● **SELECTED TEXT**
Start

Multiplicative function

Definition

Let ${\displaystyle f}$ be an arithmetic function: in other words, ${\displaystyle f}$ is a function from the set of natural numbers to a commutative unital ring ${\displaystyle R}$. We say that ${\displaystyle f}$ is multiplicative if it satisfies the following two conditions:

• ${\displaystyle f(1)=1}$.
• ${\displaystyle f(mn)=f(m)f(n)}$ for all pairs of relatively prime numbers ${\displaystyle m,n\in \mathbb {N} }$.

Facts

Determined by values at prime powers

A multiplicative function ${\displaystyle f}$ is determined completely by the values it takes at powers of primes. Further, the values taken by ${\displaystyle f}$ at prime powers are completely independent. In other words, any function from the set of prime powers to the commutative unital ring extends uniquely to a multiplicative function.

End

● **EXERCISE REQUIREMENTS**
a – Answer these questions from the passage on multiplicative functions:
(i) What value must a multiplicative function take at 1?
(ii) At which values is a multiplicative function determined completely?
(iii) What kind of ring does an arithmetic function map the natural numbers into?
b – Please transcribe the passage on multiplicative functions from "Determined by values" to "a multiplicative function.".
c – Write the next part of the passage on multiplicative functions, picking up after its final sentence.

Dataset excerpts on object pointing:
Start

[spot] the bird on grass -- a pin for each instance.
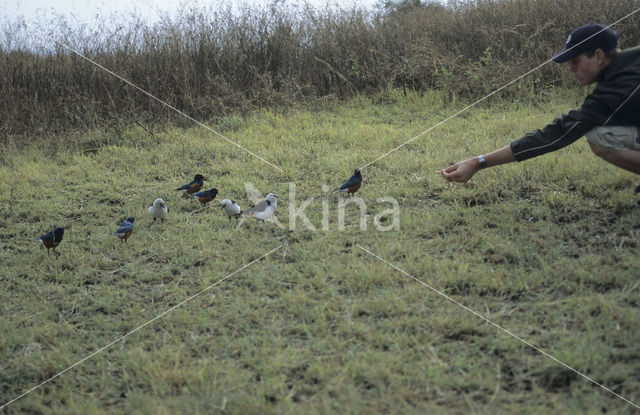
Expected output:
(353, 184)
(263, 210)
(193, 186)
(52, 239)
(206, 196)
(231, 208)
(125, 230)
(158, 210)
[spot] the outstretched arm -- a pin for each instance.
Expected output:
(464, 170)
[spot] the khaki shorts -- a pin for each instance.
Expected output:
(615, 138)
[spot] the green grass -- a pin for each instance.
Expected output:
(547, 249)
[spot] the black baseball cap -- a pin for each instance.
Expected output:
(587, 38)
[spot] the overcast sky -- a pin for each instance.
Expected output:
(86, 10)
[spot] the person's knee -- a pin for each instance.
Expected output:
(599, 151)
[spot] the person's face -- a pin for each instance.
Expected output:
(586, 69)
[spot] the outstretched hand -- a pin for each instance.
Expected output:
(462, 171)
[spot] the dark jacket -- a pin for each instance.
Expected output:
(614, 101)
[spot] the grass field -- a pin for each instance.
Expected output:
(546, 249)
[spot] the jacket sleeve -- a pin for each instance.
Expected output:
(563, 131)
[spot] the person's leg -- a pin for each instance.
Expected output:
(626, 159)
(618, 145)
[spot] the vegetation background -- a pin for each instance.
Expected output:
(546, 249)
(211, 63)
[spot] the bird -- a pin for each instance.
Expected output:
(353, 184)
(158, 210)
(193, 186)
(206, 196)
(125, 230)
(263, 210)
(52, 239)
(231, 208)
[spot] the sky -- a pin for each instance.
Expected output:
(86, 10)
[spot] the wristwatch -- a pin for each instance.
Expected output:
(482, 163)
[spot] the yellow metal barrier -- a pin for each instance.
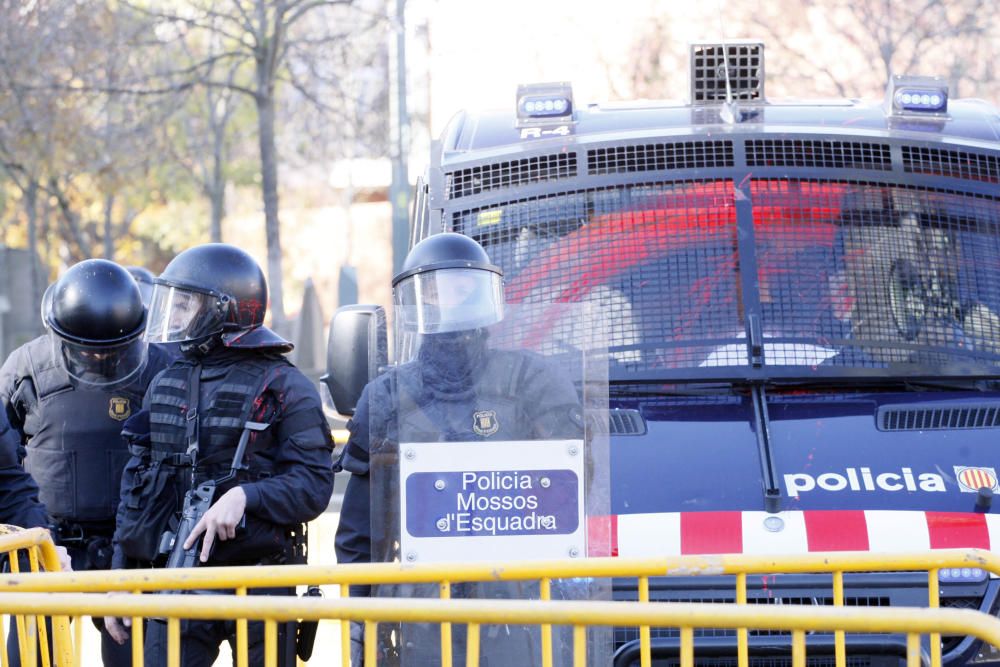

End

● **TASK ANSWERS**
a –
(i) 1
(ii) At powers of primes
(iii) A commutative unital ring

b –
Determined by values at prime powers

A multiplicative function ${\displaystyle f}$ is determined completely by the values it takes at powers of primes. Further, the values taken by ${\displaystyle f}$ at prime powers are completely independent. In other words, any function from the set of prime powers to the commutative unital ring extends uniquely to a multiplicative function.

c –
Dirichlet series

There is a nice Dirichlet series expression for multiplicative functions. Specifically, the Dirichlet series for a multiplicative function is a product of series for values at powers of each prime. If ${\displaystyle f}$ is a multiplicative function and ${\displaystyle \mathbb {P} }$ denotes the set of primes, we have:

${\displaystyle \sum _{n\in \mathbb {N} }{\frac {f(n)}{n^{s}}}=\prod _{p\in \mathbb {P} }\left(\sum _{k=0}^{\infty }{\frac {f(p^{k})}{p^{ks}}}\right)}$.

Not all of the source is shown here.